• _INPUT_
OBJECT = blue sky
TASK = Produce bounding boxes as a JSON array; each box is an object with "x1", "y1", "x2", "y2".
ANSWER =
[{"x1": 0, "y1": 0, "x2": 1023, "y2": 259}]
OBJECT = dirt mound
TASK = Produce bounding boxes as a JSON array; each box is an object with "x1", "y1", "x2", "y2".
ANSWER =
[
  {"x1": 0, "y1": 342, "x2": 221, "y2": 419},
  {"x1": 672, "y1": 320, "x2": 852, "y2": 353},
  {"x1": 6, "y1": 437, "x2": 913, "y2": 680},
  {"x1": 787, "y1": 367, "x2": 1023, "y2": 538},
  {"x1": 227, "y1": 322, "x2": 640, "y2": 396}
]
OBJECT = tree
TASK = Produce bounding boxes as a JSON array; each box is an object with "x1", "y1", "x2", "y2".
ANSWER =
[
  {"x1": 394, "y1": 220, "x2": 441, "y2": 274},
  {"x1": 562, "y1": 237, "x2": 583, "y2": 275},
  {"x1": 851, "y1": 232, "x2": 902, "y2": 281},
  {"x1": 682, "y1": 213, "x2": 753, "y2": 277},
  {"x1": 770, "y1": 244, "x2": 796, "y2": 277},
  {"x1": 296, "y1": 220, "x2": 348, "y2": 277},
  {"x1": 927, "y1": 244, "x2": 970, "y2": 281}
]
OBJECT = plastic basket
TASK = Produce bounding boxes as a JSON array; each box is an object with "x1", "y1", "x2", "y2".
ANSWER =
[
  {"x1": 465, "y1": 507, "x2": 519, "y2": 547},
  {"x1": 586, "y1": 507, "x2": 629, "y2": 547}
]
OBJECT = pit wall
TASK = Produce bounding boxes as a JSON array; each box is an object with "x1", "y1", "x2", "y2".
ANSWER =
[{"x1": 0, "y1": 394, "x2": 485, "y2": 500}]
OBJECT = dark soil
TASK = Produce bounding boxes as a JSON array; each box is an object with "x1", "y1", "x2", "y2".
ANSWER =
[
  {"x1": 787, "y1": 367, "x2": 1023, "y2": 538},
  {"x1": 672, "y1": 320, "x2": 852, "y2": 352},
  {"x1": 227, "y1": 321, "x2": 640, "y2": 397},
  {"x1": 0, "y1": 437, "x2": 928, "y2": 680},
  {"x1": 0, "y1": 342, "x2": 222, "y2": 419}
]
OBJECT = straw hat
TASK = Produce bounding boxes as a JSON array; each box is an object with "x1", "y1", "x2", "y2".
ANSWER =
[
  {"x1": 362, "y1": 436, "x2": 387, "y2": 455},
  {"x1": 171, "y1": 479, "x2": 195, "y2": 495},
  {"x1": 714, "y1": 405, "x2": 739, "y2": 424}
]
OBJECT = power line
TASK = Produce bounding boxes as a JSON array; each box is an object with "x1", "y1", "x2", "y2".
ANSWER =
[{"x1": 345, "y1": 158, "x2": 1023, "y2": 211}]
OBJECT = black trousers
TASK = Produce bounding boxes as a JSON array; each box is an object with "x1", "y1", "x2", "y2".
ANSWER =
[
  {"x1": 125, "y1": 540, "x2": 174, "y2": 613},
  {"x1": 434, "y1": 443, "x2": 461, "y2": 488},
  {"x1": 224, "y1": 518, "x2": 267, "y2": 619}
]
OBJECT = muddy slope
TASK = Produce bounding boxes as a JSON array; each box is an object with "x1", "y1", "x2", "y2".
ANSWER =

• _EXERCISE PROMPT_
Could you convert all of the data above into a JSON list of strings, one string per line, leaving out any blank lines?

• _THE RESULT_
[
  "OBJECT = blue sky",
  "TASK = Produce bounding boxes as a JSON array; each box is an object with \"x1\", \"y1\", \"x2\", \"y2\".",
  "ANSWER =",
  "[{\"x1\": 0, \"y1\": 0, \"x2\": 1023, \"y2\": 259}]",
  "OBJECT = dirt mound",
  "TASK = Produce bounding boxes as a JSON array; each box is an object with \"x1\", \"y1\", \"x2\", \"y2\".",
  "ANSWER =",
  "[",
  "  {\"x1\": 0, \"y1\": 342, \"x2\": 221, \"y2\": 419},",
  "  {\"x1\": 672, \"y1\": 320, \"x2\": 852, \"y2\": 353},",
  "  {\"x1\": 6, \"y1\": 437, \"x2\": 913, \"y2\": 680},",
  "  {\"x1\": 787, \"y1\": 367, \"x2\": 1023, \"y2\": 538},",
  "  {\"x1\": 227, \"y1\": 322, \"x2\": 640, \"y2\": 396}",
  "]",
  "OBJECT = tree",
  "TASK = Produce bounding boxes as a JSON array; each box is an object with \"x1\", \"y1\", \"x2\", \"y2\".",
  "ANSWER =",
  "[",
  "  {\"x1\": 394, \"y1\": 220, \"x2\": 441, \"y2\": 274},",
  "  {\"x1\": 562, \"y1\": 237, \"x2\": 583, \"y2\": 275},",
  "  {\"x1\": 851, \"y1\": 232, \"x2\": 902, \"y2\": 281},",
  "  {\"x1\": 682, \"y1\": 213, \"x2\": 753, \"y2\": 277},",
  "  {\"x1\": 770, \"y1\": 244, \"x2\": 796, \"y2\": 277},",
  "  {\"x1\": 296, \"y1\": 220, \"x2\": 348, \"y2\": 277},",
  "  {\"x1\": 927, \"y1\": 244, \"x2\": 970, \"y2\": 281}",
  "]",
  "OBJECT = plastic basket",
  "TASK = Produce bounding boxes as a JSON array; each box is an object with \"x1\", \"y1\", \"x2\", \"y2\".",
  "ANSWER =",
  "[",
  "  {\"x1\": 465, \"y1\": 507, \"x2\": 519, \"y2\": 547},",
  "  {\"x1\": 586, \"y1\": 507, \"x2\": 629, \"y2\": 547}",
  "]",
  "OBJECT = pit wall",
  "TASK = Produce bounding boxes as a JSON array; each box is an object with \"x1\", \"y1\", \"x2\", \"y2\".",
  "ANSWER =",
  "[{\"x1\": 0, \"y1\": 394, \"x2\": 485, \"y2\": 500}]",
  "OBJECT = dark soil",
  "TASK = Produce bounding boxes as a JSON array; each box is an object with \"x1\", \"y1\", \"x2\", \"y2\".",
  "ANSWER =",
  "[",
  "  {\"x1\": 787, \"y1\": 367, \"x2\": 1023, \"y2\": 538},",
  "  {\"x1\": 672, \"y1\": 320, \"x2\": 852, \"y2\": 352},",
  "  {\"x1\": 227, \"y1\": 321, \"x2\": 640, \"y2\": 397},",
  "  {\"x1\": 0, \"y1\": 437, \"x2\": 928, \"y2\": 680},",
  "  {\"x1\": 0, \"y1\": 342, \"x2\": 222, \"y2\": 419}",
  "]",
  "OBJECT = straw hat",
  "TASK = Produce bounding boxes as a JSON array; each box is an object with \"x1\", \"y1\", \"x2\", \"y2\".",
  "ANSWER =",
  "[",
  "  {\"x1\": 362, \"y1\": 436, \"x2\": 387, \"y2\": 455},",
  "  {\"x1\": 171, \"y1\": 479, \"x2\": 195, \"y2\": 495},",
  "  {\"x1\": 714, \"y1\": 405, \"x2\": 739, \"y2\": 424}",
  "]",
  "OBJECT = power line",
  "TASK = Produce bounding boxes as a JSON array; each box is an object with \"x1\", \"y1\", \"x2\", \"y2\".",
  "ANSWER =",
  "[{\"x1\": 345, \"y1\": 158, \"x2\": 1023, \"y2\": 211}]",
  "OBJECT = black trousers",
  "TASK = Produce bounding boxes as a JSON array; each box is an object with \"x1\", \"y1\", \"x2\", \"y2\".",
  "ANSWER =",
  "[",
  "  {\"x1\": 125, \"y1\": 540, \"x2\": 174, \"y2\": 613},",
  "  {\"x1\": 434, \"y1\": 443, \"x2\": 461, \"y2\": 488},",
  "  {\"x1\": 224, \"y1\": 518, \"x2\": 267, \"y2\": 619}",
  "]",
  "OBJECT = muddy slope",
  "TASK = Produce bounding boxes as a JSON array; each box is an object with \"x1\", \"y1\", \"x2\", \"y2\".",
  "ANSWER ="
]